Rewrite every line of the items, substituting "gray" for each occurrence of "beige" and leaving everything else unchanged. Omit the pictures from your answer.
==== DATASET
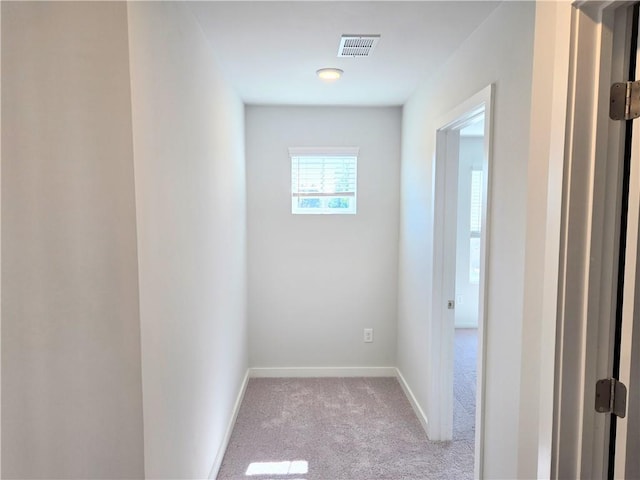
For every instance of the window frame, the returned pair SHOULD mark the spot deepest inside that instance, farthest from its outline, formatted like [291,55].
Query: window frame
[295,153]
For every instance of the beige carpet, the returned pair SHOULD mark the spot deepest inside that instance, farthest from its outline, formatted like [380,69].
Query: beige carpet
[343,429]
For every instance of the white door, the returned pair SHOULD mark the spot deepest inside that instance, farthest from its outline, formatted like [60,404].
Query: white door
[624,454]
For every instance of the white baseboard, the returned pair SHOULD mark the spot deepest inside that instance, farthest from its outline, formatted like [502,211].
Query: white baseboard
[412,400]
[232,421]
[303,372]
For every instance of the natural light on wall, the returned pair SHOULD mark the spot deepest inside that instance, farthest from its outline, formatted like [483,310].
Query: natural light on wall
========
■ PROBLEM SOLUTION ■
For every instance of the window frame, the returned pair SHOULD mark the spot deepest inside that instance, farthest from its outline, formatted like [291,55].
Query: window frame
[295,153]
For every instance of the gray carpet, the returned pair SHOULD mark the spot deepest inside that instance, farthest from its outline, formatted like [380,69].
Query: gray carpet
[343,429]
For every instance of the white door, the returned pair SHOULD mark the spot deepest inside that instance, farthest from its outline, formatted like [60,404].
Query: white door
[624,454]
For every instance of the white baseboard, the returned pair SHOULD mark the spot deepest inside that instance, farthest from its outline, formatted like [502,211].
Query: white baseboard
[412,400]
[232,421]
[303,372]
For every instance of the natural light on wall, the returned pair SHOULD mark the spot deepest inside that instance, farthest from its outline, formatted like [483,310].
Query: natural light on wall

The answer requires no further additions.